## EXERCISE PROMPT:
Please copy the records word for word, starting with the line that contains "of the grey" and going on through the end of the records.

## DATA FOR PROCESSING:
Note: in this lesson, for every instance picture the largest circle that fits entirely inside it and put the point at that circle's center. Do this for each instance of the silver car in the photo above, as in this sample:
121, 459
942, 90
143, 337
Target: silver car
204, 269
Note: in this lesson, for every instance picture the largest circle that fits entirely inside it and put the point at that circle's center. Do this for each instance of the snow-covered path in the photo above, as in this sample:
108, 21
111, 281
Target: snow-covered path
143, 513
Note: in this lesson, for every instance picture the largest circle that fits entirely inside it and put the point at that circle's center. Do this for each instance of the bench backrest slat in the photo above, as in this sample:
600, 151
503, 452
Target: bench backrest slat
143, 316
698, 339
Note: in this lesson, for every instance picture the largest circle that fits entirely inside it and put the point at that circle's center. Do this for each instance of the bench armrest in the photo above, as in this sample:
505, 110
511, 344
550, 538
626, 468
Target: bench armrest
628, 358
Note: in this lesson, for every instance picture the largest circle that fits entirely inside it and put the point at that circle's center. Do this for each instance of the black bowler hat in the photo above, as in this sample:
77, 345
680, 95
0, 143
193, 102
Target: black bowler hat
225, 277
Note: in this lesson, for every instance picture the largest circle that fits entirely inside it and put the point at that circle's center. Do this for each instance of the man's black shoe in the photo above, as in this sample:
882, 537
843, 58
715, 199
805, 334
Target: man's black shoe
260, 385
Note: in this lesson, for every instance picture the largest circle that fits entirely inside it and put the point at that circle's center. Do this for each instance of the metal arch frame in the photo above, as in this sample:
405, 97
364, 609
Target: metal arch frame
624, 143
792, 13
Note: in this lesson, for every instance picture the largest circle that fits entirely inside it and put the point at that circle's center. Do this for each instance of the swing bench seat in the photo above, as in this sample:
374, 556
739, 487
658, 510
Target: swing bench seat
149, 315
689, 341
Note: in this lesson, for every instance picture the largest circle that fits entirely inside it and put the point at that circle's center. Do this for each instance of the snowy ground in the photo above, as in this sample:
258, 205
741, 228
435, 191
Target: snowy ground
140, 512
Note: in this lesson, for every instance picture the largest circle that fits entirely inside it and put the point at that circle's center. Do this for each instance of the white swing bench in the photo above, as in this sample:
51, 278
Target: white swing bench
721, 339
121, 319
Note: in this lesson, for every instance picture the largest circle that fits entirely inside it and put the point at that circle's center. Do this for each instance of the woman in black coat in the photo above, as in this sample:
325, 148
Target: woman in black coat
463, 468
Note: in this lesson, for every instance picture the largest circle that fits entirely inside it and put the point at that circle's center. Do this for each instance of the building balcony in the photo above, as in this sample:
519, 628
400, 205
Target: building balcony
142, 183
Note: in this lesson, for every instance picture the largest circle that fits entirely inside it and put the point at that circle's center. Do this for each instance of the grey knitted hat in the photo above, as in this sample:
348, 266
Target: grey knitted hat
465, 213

## RESPONSE TO THIS TASK:
Note: in this lesson, for every instance picture the largest circle that fits entirely inside it and put the point at that circle's center. Do this for each instance of the grey knitted hat in the photo above, as in this sample:
348, 266
Target: grey knitted hat
465, 213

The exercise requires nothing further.